Janardan Pokharel received his M.S. at UND in 2002. He is now a faculty member at Aaniiih Nakoda College in Montana.
Aaron Kempenich is an alumnus of the Department and he is currently a medical physicist at Altru in Grand Forks.
Chris Reese received a M.S. in Theoretical and Mathematical Physics at UND in 1994. He went on to get a Ph.D. at New Mexico State University in 1998. Dr. Reese is now a faculty member at Lewis and Clark Community College in Godfrey, IL.
Dr. Harold Hjalmarson, a graduate of Cavalier High School, obtained his B.S. in Physics at UND in 1972, and his M.S. (1974) and Ph.D. (1979) in Physics at the University of Illinois. He did a brief postdoc at the National Renewal Energy Laboratory. He is now a research scientist at Sandia National Laboratories. He is interested in modeling electrical breakdown and radiation damage.

[What needs to be done]:
Explain, from the alumni notes, what in Chris Reese's education accounts for the title "Dr." in "Dr. Reese is now a faculty member." The material that follows has nothing to do with these alumni notes.

[Excerpted records]:
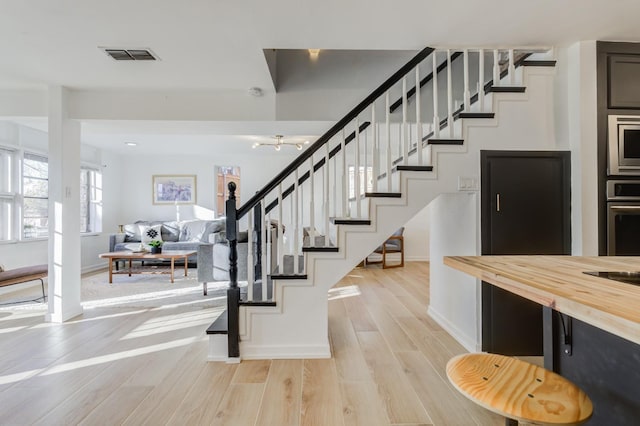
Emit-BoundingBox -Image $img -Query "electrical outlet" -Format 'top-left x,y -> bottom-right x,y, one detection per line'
458,176 -> 478,191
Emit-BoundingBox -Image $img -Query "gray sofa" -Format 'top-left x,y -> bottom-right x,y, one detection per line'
109,218 -> 248,283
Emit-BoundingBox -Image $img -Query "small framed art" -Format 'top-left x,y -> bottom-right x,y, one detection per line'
152,175 -> 196,204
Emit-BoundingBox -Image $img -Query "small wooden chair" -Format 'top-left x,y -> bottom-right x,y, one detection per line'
447,353 -> 593,426
364,227 -> 404,269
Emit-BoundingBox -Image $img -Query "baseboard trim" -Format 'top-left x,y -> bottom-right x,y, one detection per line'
240,342 -> 331,359
427,306 -> 482,352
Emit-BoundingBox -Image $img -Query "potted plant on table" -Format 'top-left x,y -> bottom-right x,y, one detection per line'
149,240 -> 162,254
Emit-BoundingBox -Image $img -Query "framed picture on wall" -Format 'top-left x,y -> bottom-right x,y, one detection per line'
152,175 -> 196,204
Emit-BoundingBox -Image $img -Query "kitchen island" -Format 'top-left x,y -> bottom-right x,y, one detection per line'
444,256 -> 640,425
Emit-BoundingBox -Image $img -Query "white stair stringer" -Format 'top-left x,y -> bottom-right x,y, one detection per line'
235,171 -> 455,359
208,60 -> 557,359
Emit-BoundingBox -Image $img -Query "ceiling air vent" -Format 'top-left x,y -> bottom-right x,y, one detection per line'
101,48 -> 156,61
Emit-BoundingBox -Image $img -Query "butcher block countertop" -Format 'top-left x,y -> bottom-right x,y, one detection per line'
444,256 -> 640,344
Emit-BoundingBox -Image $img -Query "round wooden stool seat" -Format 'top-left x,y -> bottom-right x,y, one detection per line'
447,353 -> 593,425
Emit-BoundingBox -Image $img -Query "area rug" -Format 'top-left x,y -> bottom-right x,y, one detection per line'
0,269 -> 240,310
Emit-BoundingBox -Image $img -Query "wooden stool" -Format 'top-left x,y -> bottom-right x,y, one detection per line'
447,353 -> 593,425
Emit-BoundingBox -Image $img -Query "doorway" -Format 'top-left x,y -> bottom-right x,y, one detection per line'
480,151 -> 571,356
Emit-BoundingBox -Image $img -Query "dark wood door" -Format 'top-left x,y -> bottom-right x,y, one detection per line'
481,151 -> 571,355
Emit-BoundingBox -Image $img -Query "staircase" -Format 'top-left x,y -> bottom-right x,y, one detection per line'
207,48 -> 555,362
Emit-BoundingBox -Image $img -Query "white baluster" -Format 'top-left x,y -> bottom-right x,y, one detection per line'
274,183 -> 284,272
260,198 -> 271,301
384,90 -> 392,192
322,142 -> 335,246
509,49 -> 516,86
431,50 -> 440,139
371,102 -> 380,192
326,138 -> 344,218
416,65 -> 422,166
400,77 -> 409,165
292,169 -> 300,274
462,49 -> 471,111
493,49 -> 500,86
247,209 -> 255,301
340,128 -> 351,217
362,117 -> 369,196
447,49 -> 453,139
353,117 -> 361,218
478,49 -> 484,112
308,155 -> 316,246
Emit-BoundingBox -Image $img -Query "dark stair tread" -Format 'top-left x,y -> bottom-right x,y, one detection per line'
269,274 -> 307,280
240,300 -> 276,306
331,217 -> 371,225
458,112 -> 496,118
394,165 -> 433,172
486,86 -> 527,93
302,246 -> 340,253
240,279 -> 274,306
364,192 -> 402,198
427,138 -> 464,145
520,59 -> 556,67
207,309 -> 229,334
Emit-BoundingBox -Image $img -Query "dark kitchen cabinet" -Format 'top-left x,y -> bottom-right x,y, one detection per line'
481,151 -> 571,355
607,54 -> 640,109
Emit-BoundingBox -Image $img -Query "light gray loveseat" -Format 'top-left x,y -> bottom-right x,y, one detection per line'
109,217 -> 248,283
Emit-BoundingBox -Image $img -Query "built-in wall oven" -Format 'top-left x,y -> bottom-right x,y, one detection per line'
608,115 -> 640,176
607,180 -> 640,256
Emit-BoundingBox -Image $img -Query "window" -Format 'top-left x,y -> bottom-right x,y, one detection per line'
80,167 -> 102,233
349,166 -> 373,199
0,148 -> 102,241
0,148 -> 16,241
22,153 -> 49,239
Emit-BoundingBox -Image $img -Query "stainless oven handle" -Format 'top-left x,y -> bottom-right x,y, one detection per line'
609,206 -> 640,212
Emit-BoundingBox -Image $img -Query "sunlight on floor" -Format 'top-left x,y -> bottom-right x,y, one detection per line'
82,285 -> 222,309
120,306 -> 226,340
329,285 -> 361,300
0,337 -> 202,385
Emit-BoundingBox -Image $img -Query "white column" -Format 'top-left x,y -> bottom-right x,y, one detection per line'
431,51 -> 440,139
46,86 -> 82,322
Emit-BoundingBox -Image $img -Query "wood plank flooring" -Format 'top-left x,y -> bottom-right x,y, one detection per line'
0,262 -> 504,426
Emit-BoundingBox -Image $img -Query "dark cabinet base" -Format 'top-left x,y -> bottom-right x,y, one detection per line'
544,308 -> 640,426
482,281 -> 542,356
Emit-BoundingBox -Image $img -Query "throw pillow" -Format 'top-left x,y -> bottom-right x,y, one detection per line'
140,225 -> 162,244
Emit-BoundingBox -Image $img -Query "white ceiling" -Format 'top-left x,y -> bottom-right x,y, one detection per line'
0,0 -> 640,153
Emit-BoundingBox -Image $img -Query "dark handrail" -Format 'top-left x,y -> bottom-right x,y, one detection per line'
389,52 -> 462,113
225,182 -> 240,358
237,47 -> 434,219
265,121 -> 371,214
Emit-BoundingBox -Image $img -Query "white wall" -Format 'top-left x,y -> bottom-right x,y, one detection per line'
427,193 -> 480,351
113,148 -> 298,223
404,207 -> 430,261
556,41 -> 599,256
0,123 -> 122,282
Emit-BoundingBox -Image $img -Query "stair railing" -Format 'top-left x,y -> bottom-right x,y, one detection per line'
226,48 -> 552,358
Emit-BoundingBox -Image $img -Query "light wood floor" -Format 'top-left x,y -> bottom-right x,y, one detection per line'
0,262 -> 504,426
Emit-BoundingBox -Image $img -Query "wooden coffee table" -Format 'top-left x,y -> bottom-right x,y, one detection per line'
100,250 -> 197,284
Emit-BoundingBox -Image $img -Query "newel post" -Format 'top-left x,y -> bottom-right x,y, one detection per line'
225,182 -> 240,358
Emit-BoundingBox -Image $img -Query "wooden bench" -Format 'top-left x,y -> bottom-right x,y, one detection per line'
447,353 -> 593,425
0,265 -> 49,302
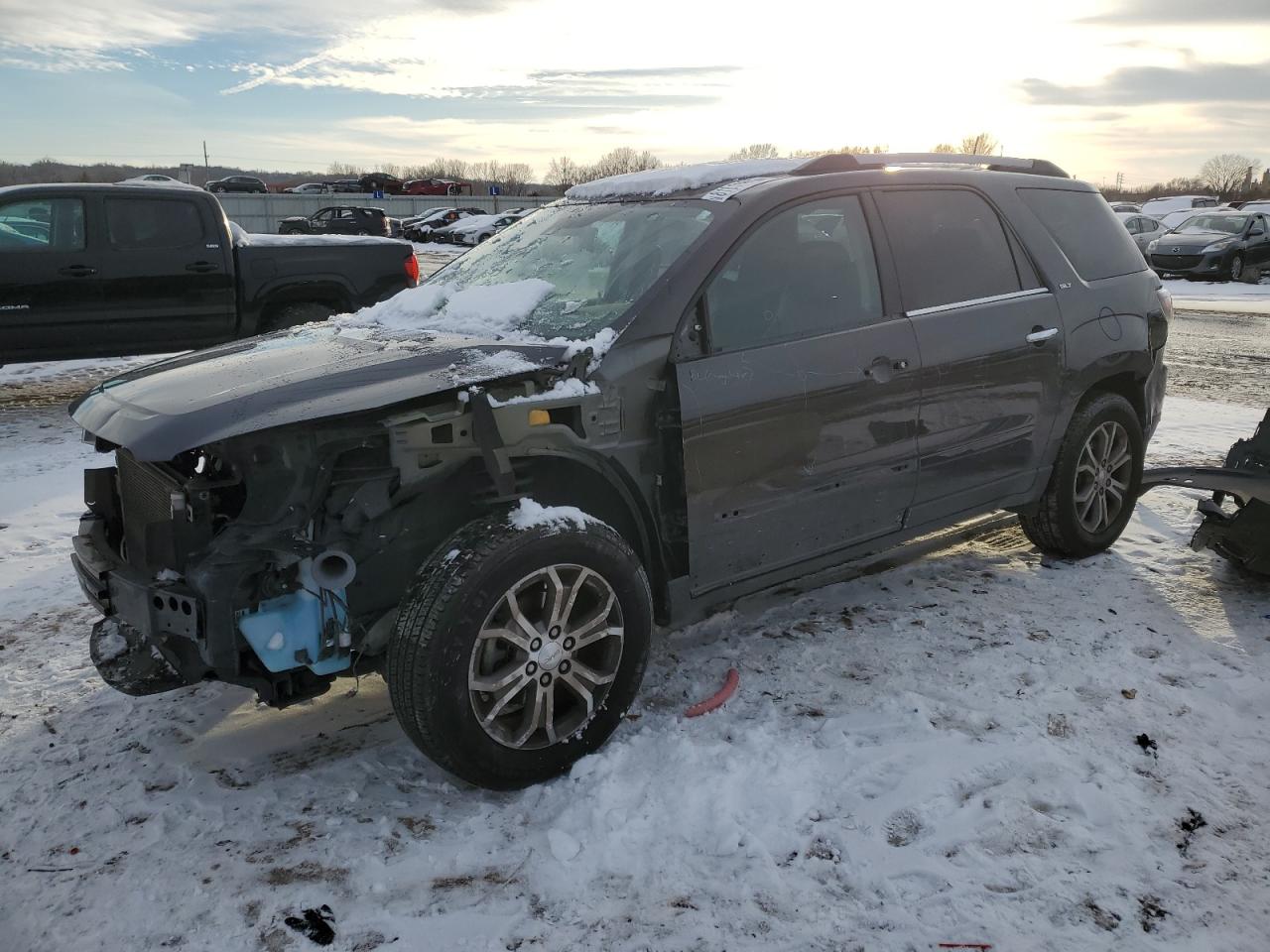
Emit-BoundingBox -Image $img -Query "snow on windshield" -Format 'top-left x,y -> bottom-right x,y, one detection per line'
331,278 -> 555,339
564,159 -> 807,199
327,278 -> 617,361
431,202 -> 713,340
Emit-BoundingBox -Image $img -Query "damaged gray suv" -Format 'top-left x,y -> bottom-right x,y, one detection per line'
72,155 -> 1171,788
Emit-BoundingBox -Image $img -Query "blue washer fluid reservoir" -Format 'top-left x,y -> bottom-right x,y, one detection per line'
237,589 -> 349,674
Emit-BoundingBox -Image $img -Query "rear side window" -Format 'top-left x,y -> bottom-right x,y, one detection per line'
1019,187 -> 1147,281
877,189 -> 1026,311
105,198 -> 203,250
0,198 -> 83,251
706,195 -> 881,353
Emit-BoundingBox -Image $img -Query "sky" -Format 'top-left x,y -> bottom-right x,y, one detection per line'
0,0 -> 1270,186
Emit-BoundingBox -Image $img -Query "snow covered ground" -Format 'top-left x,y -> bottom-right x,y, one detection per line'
1163,271 -> 1270,313
0,375 -> 1270,952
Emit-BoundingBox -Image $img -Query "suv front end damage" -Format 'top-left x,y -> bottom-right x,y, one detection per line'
72,342 -> 611,707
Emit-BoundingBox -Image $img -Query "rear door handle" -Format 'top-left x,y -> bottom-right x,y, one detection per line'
1024,325 -> 1058,344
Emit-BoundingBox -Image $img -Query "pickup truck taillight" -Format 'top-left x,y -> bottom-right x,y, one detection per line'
1147,289 -> 1174,353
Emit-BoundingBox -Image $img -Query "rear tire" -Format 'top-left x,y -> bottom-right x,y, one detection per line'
385,513 -> 653,789
1019,394 -> 1146,558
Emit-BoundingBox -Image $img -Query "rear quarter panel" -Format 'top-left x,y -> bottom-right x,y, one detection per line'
993,183 -> 1160,463
236,241 -> 414,335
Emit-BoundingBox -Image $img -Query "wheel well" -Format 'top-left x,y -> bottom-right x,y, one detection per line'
514,457 -> 670,623
1080,373 -> 1147,429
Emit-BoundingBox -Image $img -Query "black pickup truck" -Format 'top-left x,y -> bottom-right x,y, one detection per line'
0,184 -> 419,364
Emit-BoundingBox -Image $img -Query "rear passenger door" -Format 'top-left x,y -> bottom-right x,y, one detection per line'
101,194 -> 237,353
876,186 -> 1063,526
0,191 -> 104,363
676,194 -> 920,594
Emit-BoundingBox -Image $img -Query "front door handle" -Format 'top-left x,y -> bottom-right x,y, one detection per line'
863,357 -> 908,384
1024,325 -> 1058,344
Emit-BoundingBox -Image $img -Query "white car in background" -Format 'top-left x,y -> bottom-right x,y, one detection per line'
444,209 -> 528,245
115,173 -> 202,190
1140,195 -> 1216,218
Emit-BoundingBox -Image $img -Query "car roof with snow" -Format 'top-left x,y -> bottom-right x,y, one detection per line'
564,153 -> 1071,203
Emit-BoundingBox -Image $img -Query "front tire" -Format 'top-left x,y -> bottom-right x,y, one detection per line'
386,513 -> 653,789
1019,394 -> 1146,558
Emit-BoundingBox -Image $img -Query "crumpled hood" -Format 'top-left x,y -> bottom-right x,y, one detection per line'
71,326 -> 566,459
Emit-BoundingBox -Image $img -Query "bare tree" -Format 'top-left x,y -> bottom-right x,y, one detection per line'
1199,153 -> 1260,199
545,155 -> 585,194
499,163 -> 534,195
790,146 -> 890,159
961,132 -> 1001,155
727,142 -> 780,159
589,146 -> 662,178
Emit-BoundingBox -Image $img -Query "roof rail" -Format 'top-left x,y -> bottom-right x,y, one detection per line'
793,153 -> 1071,178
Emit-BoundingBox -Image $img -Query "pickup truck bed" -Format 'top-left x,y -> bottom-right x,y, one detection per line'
0,184 -> 419,364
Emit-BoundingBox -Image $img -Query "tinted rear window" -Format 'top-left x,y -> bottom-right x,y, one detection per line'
1019,187 -> 1147,281
105,198 -> 203,249
877,189 -> 1022,311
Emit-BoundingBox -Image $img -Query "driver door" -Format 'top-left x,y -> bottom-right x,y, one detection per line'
676,194 -> 921,595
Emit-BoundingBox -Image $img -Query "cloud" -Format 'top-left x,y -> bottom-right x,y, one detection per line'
1020,60 -> 1270,105
0,0 -> 512,60
1077,0 -> 1270,27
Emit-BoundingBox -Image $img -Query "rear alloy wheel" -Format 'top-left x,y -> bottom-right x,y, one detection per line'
385,513 -> 653,789
1019,394 -> 1146,558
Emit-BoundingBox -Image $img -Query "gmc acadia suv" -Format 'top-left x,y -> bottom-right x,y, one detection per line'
72,155 -> 1171,788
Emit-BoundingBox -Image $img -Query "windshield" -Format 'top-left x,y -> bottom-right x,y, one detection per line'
428,202 -> 713,339
1174,214 -> 1248,235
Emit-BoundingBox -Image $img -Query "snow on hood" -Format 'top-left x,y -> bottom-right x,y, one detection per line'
327,278 -> 617,362
564,159 -> 807,199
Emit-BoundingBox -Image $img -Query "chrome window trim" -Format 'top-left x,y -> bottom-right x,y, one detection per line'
904,289 -> 1053,317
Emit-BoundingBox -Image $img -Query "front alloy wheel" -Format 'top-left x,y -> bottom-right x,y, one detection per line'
467,565 -> 625,750
385,513 -> 653,789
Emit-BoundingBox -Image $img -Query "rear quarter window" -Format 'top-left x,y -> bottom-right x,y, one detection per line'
1019,187 -> 1147,281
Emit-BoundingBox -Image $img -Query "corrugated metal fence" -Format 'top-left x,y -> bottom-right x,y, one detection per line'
216,193 -> 557,235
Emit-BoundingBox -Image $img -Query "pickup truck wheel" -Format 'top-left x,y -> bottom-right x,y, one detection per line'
386,513 -> 653,789
1019,394 -> 1146,558
257,300 -> 335,334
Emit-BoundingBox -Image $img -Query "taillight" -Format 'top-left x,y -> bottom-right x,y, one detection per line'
1147,289 -> 1174,353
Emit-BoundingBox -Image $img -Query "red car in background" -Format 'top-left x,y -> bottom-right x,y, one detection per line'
401,178 -> 472,195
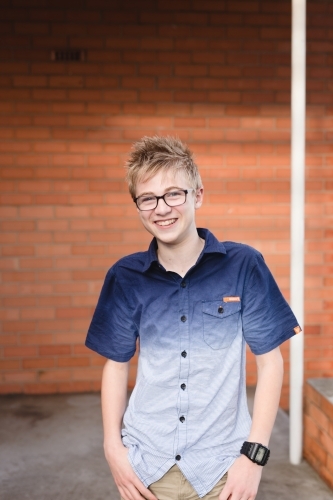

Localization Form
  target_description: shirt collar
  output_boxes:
[142,227,227,272]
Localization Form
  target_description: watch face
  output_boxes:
[255,448,266,462]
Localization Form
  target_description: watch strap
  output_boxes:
[240,441,270,466]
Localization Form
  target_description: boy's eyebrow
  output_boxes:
[137,186,183,198]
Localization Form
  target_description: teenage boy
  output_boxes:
[86,137,300,500]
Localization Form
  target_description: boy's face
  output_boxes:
[136,171,203,244]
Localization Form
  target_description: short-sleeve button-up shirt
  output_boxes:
[86,229,300,497]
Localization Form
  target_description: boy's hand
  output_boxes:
[106,445,157,500]
[219,455,262,500]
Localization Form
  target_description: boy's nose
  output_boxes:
[155,198,171,214]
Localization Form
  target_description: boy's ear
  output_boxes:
[194,187,204,209]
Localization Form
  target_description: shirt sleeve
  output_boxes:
[85,267,138,362]
[242,253,302,354]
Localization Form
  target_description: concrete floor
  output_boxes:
[0,394,333,500]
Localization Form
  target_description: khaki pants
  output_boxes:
[122,465,228,500]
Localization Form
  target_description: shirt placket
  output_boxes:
[175,279,190,461]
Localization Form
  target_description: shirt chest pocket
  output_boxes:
[202,300,241,349]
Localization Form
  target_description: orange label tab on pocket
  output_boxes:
[223,297,240,302]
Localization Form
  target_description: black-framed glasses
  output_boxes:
[134,189,195,211]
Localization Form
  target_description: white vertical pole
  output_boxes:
[289,0,306,464]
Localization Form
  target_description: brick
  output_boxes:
[4,346,37,358]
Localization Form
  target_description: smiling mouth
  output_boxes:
[155,219,177,227]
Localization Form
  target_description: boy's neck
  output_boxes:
[157,231,205,277]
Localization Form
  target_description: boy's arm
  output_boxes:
[102,360,157,500]
[219,347,283,500]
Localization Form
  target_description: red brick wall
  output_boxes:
[0,0,333,407]
[304,383,333,489]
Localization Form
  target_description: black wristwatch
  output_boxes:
[241,441,271,466]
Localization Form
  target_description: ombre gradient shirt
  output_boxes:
[86,229,300,497]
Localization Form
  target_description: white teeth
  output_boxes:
[156,219,177,226]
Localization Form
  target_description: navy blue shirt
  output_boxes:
[86,229,300,497]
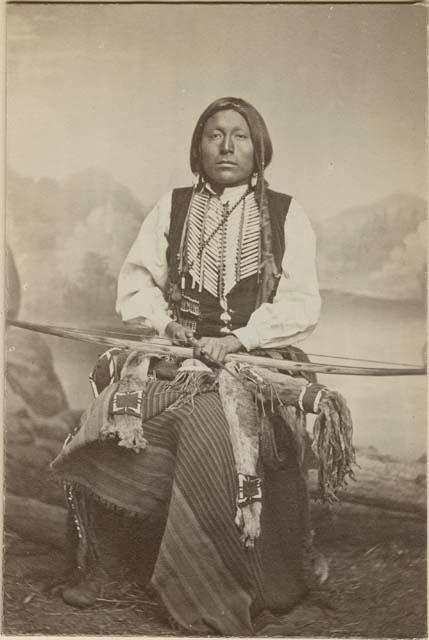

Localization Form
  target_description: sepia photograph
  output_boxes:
[2,2,428,638]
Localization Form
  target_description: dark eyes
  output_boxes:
[208,131,249,140]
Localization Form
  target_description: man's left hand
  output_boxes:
[194,334,244,362]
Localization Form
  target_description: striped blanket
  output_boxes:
[52,358,308,636]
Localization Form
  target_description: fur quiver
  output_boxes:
[219,364,262,548]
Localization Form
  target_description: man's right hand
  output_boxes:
[165,320,194,344]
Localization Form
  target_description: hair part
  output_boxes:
[190,97,273,175]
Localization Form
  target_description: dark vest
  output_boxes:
[167,187,292,338]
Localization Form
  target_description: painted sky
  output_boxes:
[7,5,426,219]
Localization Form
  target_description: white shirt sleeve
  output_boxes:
[234,200,320,351]
[116,191,172,335]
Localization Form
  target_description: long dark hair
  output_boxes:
[190,98,281,307]
[190,97,273,174]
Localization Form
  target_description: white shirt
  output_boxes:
[116,186,320,351]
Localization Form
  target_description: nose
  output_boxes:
[221,135,234,153]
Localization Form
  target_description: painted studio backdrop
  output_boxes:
[7,4,426,460]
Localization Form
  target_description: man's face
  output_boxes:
[201,109,254,189]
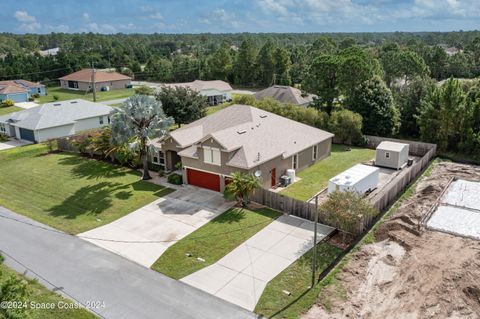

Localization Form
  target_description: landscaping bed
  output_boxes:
[151,207,281,279]
[280,144,375,200]
[0,144,172,234]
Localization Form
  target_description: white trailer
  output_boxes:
[328,164,380,194]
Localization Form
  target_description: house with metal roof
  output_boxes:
[254,85,316,106]
[164,80,233,105]
[0,80,46,103]
[0,99,113,143]
[152,104,333,191]
[59,69,132,91]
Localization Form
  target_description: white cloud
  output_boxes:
[13,11,42,32]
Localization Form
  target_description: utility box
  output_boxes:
[328,164,380,194]
[375,141,410,169]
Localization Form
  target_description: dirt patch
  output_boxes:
[304,162,480,319]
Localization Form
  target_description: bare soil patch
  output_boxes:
[304,162,480,319]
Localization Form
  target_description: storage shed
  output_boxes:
[328,164,380,194]
[375,141,409,169]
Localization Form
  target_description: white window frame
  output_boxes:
[203,146,222,166]
[312,144,318,161]
[292,154,298,170]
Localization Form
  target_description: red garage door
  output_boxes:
[187,168,220,192]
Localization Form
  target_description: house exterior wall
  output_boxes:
[60,80,132,92]
[0,92,28,102]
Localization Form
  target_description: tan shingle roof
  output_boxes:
[59,69,132,82]
[163,104,333,169]
[255,85,315,105]
[165,80,233,92]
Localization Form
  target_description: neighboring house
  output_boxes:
[254,85,316,106]
[0,99,113,143]
[38,48,60,56]
[59,69,132,91]
[0,80,46,103]
[165,80,233,105]
[152,104,333,191]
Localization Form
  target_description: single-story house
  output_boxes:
[0,80,46,103]
[165,80,233,105]
[254,85,316,106]
[0,99,113,143]
[375,141,410,169]
[59,69,132,91]
[151,104,333,191]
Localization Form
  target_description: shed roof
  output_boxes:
[377,141,409,152]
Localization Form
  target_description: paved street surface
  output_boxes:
[78,186,234,268]
[181,215,334,310]
[0,207,255,319]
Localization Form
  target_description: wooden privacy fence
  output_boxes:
[250,136,437,234]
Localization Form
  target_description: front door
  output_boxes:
[271,168,277,187]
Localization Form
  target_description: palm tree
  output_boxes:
[111,95,174,180]
[226,172,260,207]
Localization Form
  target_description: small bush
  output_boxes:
[2,100,15,107]
[167,173,183,185]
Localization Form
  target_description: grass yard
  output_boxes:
[0,264,97,319]
[151,207,281,279]
[36,86,135,104]
[255,242,342,319]
[0,106,23,116]
[0,144,172,234]
[280,144,375,200]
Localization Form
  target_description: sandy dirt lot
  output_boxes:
[303,162,480,319]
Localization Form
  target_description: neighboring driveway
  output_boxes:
[0,207,254,319]
[0,139,32,151]
[15,102,38,109]
[78,186,234,267]
[181,215,334,310]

[Exercise result]:
After earning an M.S. in Theoretical and Mathematical Physics at UND in 1994, Chris Reese went on to get a Ph.D. at New Mexico State University in 1998. That doctorate is why the notes call him "Dr. Reese."